WHAT TO WORK ON:
Continue the memoir excerpt below about a childhood struggle with school tests, starting right after its last sentence.

··· EXERCISE PASSAGE ···

In fourth grade I scored a 10 on a history test when 60 was the passing grade. I concluded that the teacher must hate me. Why else would she put such a low mark in red? My stomach jumped into my throat as the tears spilled onto the little blue test book. I was so mortified I couldn’t look anyone in the eye. I wanted to die.

My mother recognized the feeling and hired a tutor. This felt like the ultimate disgrace until she told me she hadn’t done too well in school, either. She comforted, “Any school who allows a teacher to rub a child’s nose in failure is not the right place for education.” It was one of the few times I really felt her on my side.

I worked hard to catch up. A year later, I had made only marginal improvement. Neither Chapin nor Brearley had been able to help me, and they defended themselves in letters to my parents saying, based on my test scores, I didn’t have the intellectual rigor. To my mother’s credit, she recognized I was test-phobic and that this was not the only way to measure intelligence. Unable to help me at home, she shipped me off for seventh grade to a farm and wilderness boarding school. I was twelve.

··· RECORDS SHOWN ···

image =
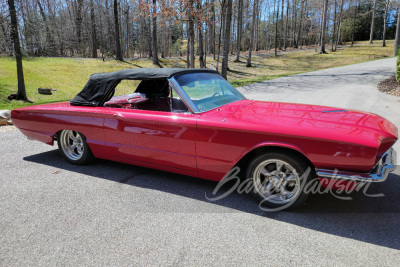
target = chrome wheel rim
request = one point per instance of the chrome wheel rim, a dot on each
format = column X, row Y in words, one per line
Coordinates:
column 276, row 181
column 72, row 144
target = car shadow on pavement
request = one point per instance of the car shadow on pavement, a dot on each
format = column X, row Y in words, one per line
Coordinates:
column 374, row 220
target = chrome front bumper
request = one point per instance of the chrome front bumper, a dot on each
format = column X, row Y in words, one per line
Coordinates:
column 379, row 173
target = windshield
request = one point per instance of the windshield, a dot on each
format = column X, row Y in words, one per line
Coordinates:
column 208, row 90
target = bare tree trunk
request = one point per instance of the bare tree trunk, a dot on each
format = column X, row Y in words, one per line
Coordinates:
column 200, row 36
column 276, row 27
column 334, row 29
column 371, row 35
column 286, row 26
column 340, row 24
column 397, row 40
column 325, row 14
column 281, row 32
column 252, row 33
column 50, row 47
column 94, row 38
column 79, row 25
column 191, row 34
column 239, row 30
column 154, row 38
column 18, row 55
column 227, row 38
column 387, row 3
column 354, row 23
column 299, row 40
column 295, row 22
column 117, row 41
column 187, row 50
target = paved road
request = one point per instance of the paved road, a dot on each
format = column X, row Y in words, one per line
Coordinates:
column 107, row 213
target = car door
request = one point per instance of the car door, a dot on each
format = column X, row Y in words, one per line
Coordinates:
column 156, row 137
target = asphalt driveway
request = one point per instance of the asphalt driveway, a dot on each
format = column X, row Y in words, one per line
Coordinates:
column 107, row 213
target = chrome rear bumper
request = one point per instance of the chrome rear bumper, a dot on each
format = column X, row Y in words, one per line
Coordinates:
column 379, row 173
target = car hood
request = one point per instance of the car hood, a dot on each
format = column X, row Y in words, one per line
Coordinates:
column 316, row 121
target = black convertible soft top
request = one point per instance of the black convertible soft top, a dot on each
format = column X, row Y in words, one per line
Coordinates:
column 100, row 85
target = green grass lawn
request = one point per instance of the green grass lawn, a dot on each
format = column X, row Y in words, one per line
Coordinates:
column 69, row 75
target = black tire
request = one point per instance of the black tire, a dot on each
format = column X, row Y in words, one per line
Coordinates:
column 282, row 189
column 74, row 148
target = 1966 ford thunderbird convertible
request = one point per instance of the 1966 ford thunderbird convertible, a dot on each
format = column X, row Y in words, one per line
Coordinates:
column 193, row 122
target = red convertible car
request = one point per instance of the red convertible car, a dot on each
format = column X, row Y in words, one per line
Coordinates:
column 193, row 122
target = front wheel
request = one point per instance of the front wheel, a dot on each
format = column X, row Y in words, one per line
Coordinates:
column 74, row 148
column 278, row 180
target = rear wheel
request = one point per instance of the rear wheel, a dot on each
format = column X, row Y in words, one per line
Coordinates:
column 278, row 180
column 74, row 148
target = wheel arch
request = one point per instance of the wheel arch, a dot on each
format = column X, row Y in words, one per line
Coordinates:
column 251, row 153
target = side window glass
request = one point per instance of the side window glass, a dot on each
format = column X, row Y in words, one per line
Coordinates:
column 177, row 105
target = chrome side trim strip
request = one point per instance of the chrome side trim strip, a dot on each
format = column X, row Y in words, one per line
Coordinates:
column 386, row 165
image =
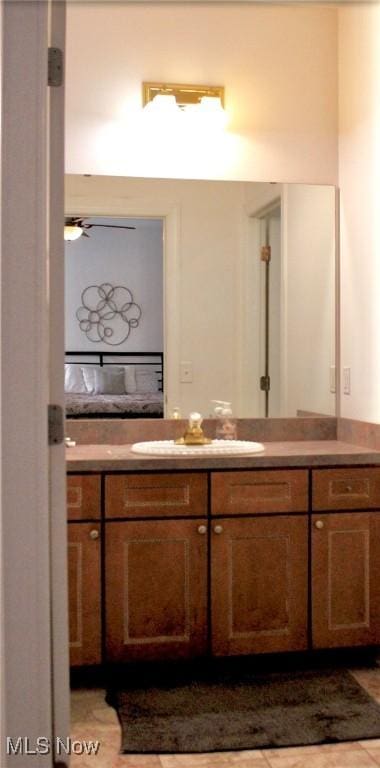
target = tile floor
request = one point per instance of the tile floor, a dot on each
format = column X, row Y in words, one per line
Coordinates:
column 93, row 719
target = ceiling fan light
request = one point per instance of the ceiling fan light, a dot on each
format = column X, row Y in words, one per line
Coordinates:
column 72, row 231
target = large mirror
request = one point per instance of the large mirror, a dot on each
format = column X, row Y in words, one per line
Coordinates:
column 235, row 282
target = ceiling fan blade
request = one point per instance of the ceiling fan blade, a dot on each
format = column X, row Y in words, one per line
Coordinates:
column 109, row 226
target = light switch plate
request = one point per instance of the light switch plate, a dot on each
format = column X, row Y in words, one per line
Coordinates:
column 332, row 379
column 186, row 372
column 346, row 381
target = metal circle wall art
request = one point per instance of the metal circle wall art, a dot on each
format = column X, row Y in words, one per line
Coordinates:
column 108, row 313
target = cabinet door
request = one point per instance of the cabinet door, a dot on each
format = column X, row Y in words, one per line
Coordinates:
column 346, row 579
column 83, row 497
column 84, row 593
column 156, row 589
column 259, row 584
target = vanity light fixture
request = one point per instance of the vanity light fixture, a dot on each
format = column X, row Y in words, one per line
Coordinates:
column 184, row 97
column 72, row 231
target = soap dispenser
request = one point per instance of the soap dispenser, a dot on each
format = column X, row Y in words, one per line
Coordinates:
column 226, row 428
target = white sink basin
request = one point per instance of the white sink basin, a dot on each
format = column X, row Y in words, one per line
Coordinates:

···

EXPECTED ANSWER:
North Country School was founded in 1937 by a wise man and his wife who became my surrogate parents. Walter and Leo Clark’s educational philosophy was based on John Dewey’s belief that experience is the best teacher.

The school was situated among the high peaks of Upstate New York’s Adirondack Mountains. Flower and vegetable gardens lined the dirt road stretching between the school and horse barn. In the depths of winter, regardless of temperatures that dropped as low as minus thirty degrees or snowdrifts reaching higher than a fifth grader, we walked the quarter-mile road twice a day to feed the animals. Breakfast and dinner were not served until the animals had eaten: a lesson in caring for those who depend on us. Jobs like helping in the kitchen, cleaning the art room, and growing vegetables let us children know we were an important part of the community.

Though the school remained small, with fewer than seventy-five children, working together on the farm expanded my understanding of education. Decades before health food stores sprouted around the country, Walter Clark used the term organic. Vegetables grown without pesticides were a staple of the daily diet, and sugar was replaced with local honey and homemade maple syrup. Conservation was taken seriously. We recycled paper, turned off water while brushing our teeth, turned out lights unless essential to a task, and turned down the heat at bedtime. The latter resulted in many blankets, flannel pajamas, and a warm hug good night.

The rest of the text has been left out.